BAGIAN LATIHAN ▸
A. Ganti "lega" dengan "tenang" pada bagian teks tentang keputusan masuk pesantren, mulai dari "Ditandai pula aku" sampai "impianku telah tercapai.", lalu tulis ulang bagian itu.
B. Teruskan cerita tentang keputusan masuk pesantren itu, mulai setelah kalimat terakhirnya.

Semuanya membuatku bingung. “Apa
yang salah dengan sebuah Pesantren? Apa aku tidak pantas untuk memperbaiki ilmu
Agamaku? Apa dosaku sudah tak bisa tuk di ampuni olehMu?”, terlintas pertanyaan
dalam benakku.
Aku
mencoba tuk mencari petunjuk dari Allah melalui Sholat Istikharoh, saran dari
salah satu guruku. Segera aku mengambil wudhu’ dan langsung menunaikan sholat
Istikharoh tersebut, bersujud dalam dzikir memohon untuk diberi petunjuk
mengenai semua pilihan ini. Dan itu aku lakukan rutin hingga suatu waktu aku
merasa telah mendapatkan jawaban dariNya. Perasaanku lebih nyaman saat
membicarakan Dunia Pesantren, tidak dengan kuliah di luaran pada umumnya.
Ditandai pula aku tidak lulus ujian masuk PTN waktu itu. Akhirnya hatiku lega
juga. Akhirnya aku akan segera meneruskannya disebuah pesantren. Betapa bahagianya
diriku.
Kini, impianku telah tercapai.

DAFTAR DATA ▸
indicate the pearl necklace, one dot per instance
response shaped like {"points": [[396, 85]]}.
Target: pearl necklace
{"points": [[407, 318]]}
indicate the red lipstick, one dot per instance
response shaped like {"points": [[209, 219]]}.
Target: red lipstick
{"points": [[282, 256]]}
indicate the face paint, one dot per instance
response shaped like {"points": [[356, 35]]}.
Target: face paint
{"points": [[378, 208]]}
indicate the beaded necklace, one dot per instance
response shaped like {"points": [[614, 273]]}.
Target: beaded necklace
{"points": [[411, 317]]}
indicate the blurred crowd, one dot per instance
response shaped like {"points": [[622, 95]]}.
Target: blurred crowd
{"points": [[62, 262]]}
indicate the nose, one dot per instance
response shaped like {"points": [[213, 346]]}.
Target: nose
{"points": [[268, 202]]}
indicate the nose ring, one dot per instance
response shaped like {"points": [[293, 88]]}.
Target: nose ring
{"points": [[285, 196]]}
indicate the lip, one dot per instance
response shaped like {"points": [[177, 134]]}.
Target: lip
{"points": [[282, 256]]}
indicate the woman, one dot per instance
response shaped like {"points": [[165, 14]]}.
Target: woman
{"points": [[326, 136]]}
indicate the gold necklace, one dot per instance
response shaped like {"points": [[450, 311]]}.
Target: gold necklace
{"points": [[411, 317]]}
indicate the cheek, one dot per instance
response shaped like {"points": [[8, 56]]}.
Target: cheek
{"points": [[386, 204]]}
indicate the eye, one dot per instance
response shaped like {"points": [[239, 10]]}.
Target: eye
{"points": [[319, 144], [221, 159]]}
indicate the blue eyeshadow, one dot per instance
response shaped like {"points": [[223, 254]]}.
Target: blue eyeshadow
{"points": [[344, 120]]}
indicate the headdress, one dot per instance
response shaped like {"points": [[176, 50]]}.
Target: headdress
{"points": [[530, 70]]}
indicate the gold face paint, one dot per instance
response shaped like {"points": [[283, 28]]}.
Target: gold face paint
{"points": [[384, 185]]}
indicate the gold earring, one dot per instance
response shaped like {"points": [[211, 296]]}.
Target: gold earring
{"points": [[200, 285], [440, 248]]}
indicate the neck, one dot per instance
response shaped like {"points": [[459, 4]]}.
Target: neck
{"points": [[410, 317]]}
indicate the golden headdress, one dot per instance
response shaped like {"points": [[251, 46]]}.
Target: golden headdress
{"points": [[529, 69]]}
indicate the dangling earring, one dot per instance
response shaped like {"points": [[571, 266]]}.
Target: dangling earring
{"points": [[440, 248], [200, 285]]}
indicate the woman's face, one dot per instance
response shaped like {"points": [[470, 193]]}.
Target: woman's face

JAWABAN TIAP TUGAS ▸
A.
Ditandai pula aku tidak lulus ujian masuk PTN waktu itu. Akhirnya hatiku tenang
juga. Akhirnya aku akan segera meneruskannya disebuah pesantren. Betapa bahagianya
diriku.
Kini, impianku telah tercapai.

B.
Melanjutkan Perguruan Tinggi disebuah pesantren membuat jiwa dan ragaku lebih
damai dan tentram. Meskipun kadang pernah terlintas pikiran iri kepada teman –
temanku yang hidup diluaran, bebas. Tapi ku mencoba untuk menepis semua pikiran
itu jauh – jauh. Karena aku sadar, hidup di dunia hanyalah sementara.
Kesenangan di dunia hanyalah sesaat. Akhiratlah hidup kita yang abadi untuk
selamanya – lamanya. Sekarang, aku akan belajar mengenai ilmu agama lebih jauh
lagi, supaya tak sia – sia aku belajar di pesantren. Aku tidak akan pernah
menyia – nyiakan kesempatan ini, karena kesempatan yang datang akan sia – sia
jika aku tidak melaksanakannya dengan baik. Terimakasih untuk semua jalan yang
telah Engkau gariskan untukku, aku akan berusaha untuk menjadi yang lebih baik
dari sebelumnya. Karena ini sudah menjadi pilihan hidupku... J
(imraatulmufidah@gmail.com)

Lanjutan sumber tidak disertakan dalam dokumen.